● **What to work on**: Render all of the material below as a numbered list, skipping blank lines and leaving out the pictures.

--- START OF Input material ---

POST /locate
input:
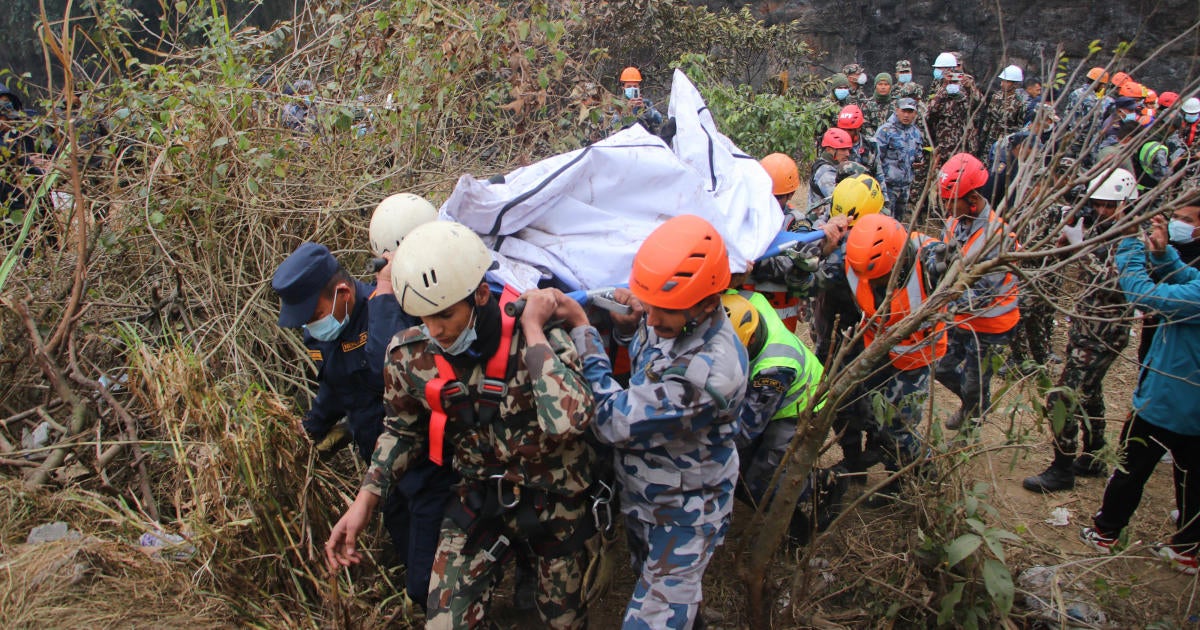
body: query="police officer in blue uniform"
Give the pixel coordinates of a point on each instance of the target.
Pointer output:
(347, 327)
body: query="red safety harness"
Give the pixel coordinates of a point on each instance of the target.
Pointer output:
(447, 393)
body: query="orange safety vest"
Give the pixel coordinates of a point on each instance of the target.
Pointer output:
(1002, 313)
(918, 349)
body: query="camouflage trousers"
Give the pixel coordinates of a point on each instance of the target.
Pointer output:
(671, 562)
(1086, 364)
(897, 399)
(465, 579)
(966, 369)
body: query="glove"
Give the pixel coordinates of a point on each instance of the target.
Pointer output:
(1074, 234)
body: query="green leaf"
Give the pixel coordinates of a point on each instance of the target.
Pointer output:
(999, 582)
(961, 547)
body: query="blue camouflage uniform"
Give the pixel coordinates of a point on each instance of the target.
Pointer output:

--- END OF Input material ---

● **The response**:
1. POST /locate
2. input:
3. body: query="police officer in blue uniform"
4. Give the pixel coordinates of a point on each instance of the target.
5. Pointer output:
6. (347, 327)
7. body: query="red safety harness"
8. Give the pixel coordinates of a point on each instance of the target.
9. Pointer output:
10. (447, 393)
11. body: query="orange safety vest"
12. Give the pixel coordinates of a point on each instance of the target.
13. Pointer output:
14. (1002, 313)
15. (918, 349)
16. body: query="camouflage trousers"
17. Give the pixel coordinates of a point on each instance of the target.
18. Pointer output:
19. (671, 562)
20. (1086, 364)
21. (897, 399)
22. (465, 579)
23. (966, 369)
24. body: query="glove"
25. Give the pixel coordinates of a point on each instance of the target.
26. Pointer output:
27. (1074, 234)
28. body: query="green leaf"
29. Give the pixel coordinates of a point on each instance of the target.
30. Pointer output:
31. (999, 582)
32. (961, 547)
33. body: query="blue camouflage uniform"
34. Give the pixel coordinates of a point on each instance of the target.
35. Pointer output:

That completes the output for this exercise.